**SELECTED EXTRACT:**

# Ok, ideas quick, fast, and in a hurry...



## WonderPup (Oct 26, 2008)

I might ought to just stop with my creative expriements buuuuttt well how can I say NO to this one?

Slightly short notice but the nursing home that we took Jazz to for Christmas is requesting another visit. They are specificly asking for Jazz "that lovely stripped poodle" as they called her. Apparently residents have been talking about her non stop and wondering when she is comming back!

So, we're set for another visit with the veterans (and anyone else who would like to see her) on Memorial Day, which is next monday. Jazz is currently not in dye, though the tassles on her ears are still a bit pink from last week. I'm not looking for anything out of the ball park here but I can't quite decide what to do with her. They'll want her to be perdy'd up and dyed. I was thinking blue stars and red accents on ears and tail.. 
I cannot do a flag, No more stripes LoL... There will be no creative clipping going on, just dye. (SEE Finghin - I'm saving her hair for you!!). I'm a little uninspired... 

Any ideas? 

Not the best photo but her is what she looks like as of umm three weeks ago


----------



## spoofan (Dec 11, 2008)

This is boring,but how about just a nice wash and blow dry.
You can always dress her up in something.
I am sure they will love Jazz regardless.


----------



## FUZBUTZ (Aug 23, 2008)

Oh WonderPup, Jazzs' coat is looking sooooo "purdy", are you sure you want to dye it again, it seemed to take forever to get her stripes out, I think I remember you sorta' complaining about it. I think I recall you having Mercy Moon do some photoshop work on one particular picture to take some of the pink off of her coat. You could just dress her up instead, and it wouldn't be as lasting. If you know that you won't get tired of the dye, or if you have figured out a way to get it out easier then go for it. Whatever you decide to do, I'm sure that the folks at the nursing home will LOVE it, as well as LOVE Jazz. I also think that Jazz LOVES doing it. I think what you are doing is just wonderful.

**SUPPLIED INFORMATION:**
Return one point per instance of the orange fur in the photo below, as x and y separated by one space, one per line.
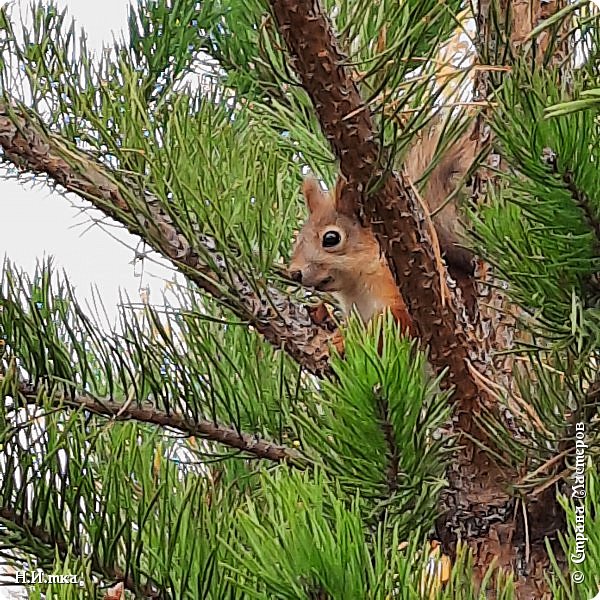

**WRITTEN PROBLEM:** In the forum thread about Jazz's nursing home visit, which dye design is WonderPup considering?

**EXERCISE SOLUTION:** Blue stars, with red accents on her ears and tail.